Write out each line of the items below as one string in a JSON list, leaving out any blank lines.
===== PROVIDED MATERIAL
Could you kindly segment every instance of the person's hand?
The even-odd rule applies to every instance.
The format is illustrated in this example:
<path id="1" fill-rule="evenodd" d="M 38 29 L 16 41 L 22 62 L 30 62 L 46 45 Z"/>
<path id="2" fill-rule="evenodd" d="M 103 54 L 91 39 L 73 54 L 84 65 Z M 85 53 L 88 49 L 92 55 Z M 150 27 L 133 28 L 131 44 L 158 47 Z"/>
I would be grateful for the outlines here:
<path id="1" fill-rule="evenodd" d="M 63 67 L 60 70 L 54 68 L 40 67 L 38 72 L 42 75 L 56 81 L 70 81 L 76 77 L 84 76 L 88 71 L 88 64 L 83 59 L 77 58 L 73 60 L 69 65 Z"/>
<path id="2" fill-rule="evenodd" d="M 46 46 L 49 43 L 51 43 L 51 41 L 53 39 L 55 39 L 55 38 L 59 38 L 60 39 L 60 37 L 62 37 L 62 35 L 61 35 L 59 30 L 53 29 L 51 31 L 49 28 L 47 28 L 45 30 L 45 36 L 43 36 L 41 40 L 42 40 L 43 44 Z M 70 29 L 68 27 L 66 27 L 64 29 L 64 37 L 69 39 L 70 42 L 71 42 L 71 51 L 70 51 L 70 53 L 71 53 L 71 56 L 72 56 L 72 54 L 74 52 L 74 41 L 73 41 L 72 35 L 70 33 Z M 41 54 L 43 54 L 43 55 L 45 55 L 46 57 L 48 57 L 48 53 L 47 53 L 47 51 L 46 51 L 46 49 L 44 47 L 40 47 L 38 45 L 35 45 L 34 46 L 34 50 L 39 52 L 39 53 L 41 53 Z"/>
==========
• [ANSWER TO THE PROBLEM]
[
  "Could you kindly segment every instance of the person's hand?",
  "The even-odd rule applies to every instance.",
  "The format is illustrated in this example:",
  "<path id=\"1\" fill-rule=\"evenodd\" d=\"M 38 29 L 16 41 L 22 62 L 30 62 L 46 45 Z\"/>",
  "<path id=\"2\" fill-rule=\"evenodd\" d=\"M 103 54 L 91 39 L 73 54 L 84 65 Z M 85 53 L 88 49 L 92 55 Z M 150 27 L 133 28 L 131 44 L 158 47 Z\"/>",
  "I would be grateful for the outlines here:",
  "<path id=\"1\" fill-rule=\"evenodd\" d=\"M 63 67 L 60 70 L 54 68 L 40 67 L 38 72 L 42 75 L 56 81 L 70 81 L 76 77 L 84 76 L 88 71 L 88 64 L 83 59 L 77 58 L 73 60 L 69 65 Z\"/>",
  "<path id=\"2\" fill-rule=\"evenodd\" d=\"M 46 46 L 49 43 L 51 43 L 51 41 L 53 39 L 55 39 L 55 38 L 59 38 L 60 39 L 60 37 L 62 37 L 62 35 L 61 35 L 59 30 L 53 29 L 51 31 L 49 28 L 47 28 L 45 30 L 45 36 L 43 36 L 41 40 L 42 40 L 43 44 Z M 70 29 L 68 27 L 66 27 L 64 29 L 64 37 L 69 39 L 70 42 L 71 42 L 71 51 L 70 51 L 70 53 L 71 53 L 71 56 L 72 56 L 72 54 L 74 52 L 74 41 L 73 41 L 72 35 L 70 33 Z M 41 54 L 43 54 L 43 55 L 45 55 L 46 57 L 48 57 L 48 53 L 47 53 L 47 51 L 46 51 L 46 49 L 44 47 L 40 47 L 38 45 L 35 45 L 34 46 L 34 50 L 39 52 L 39 53 L 41 53 Z\"/>"
]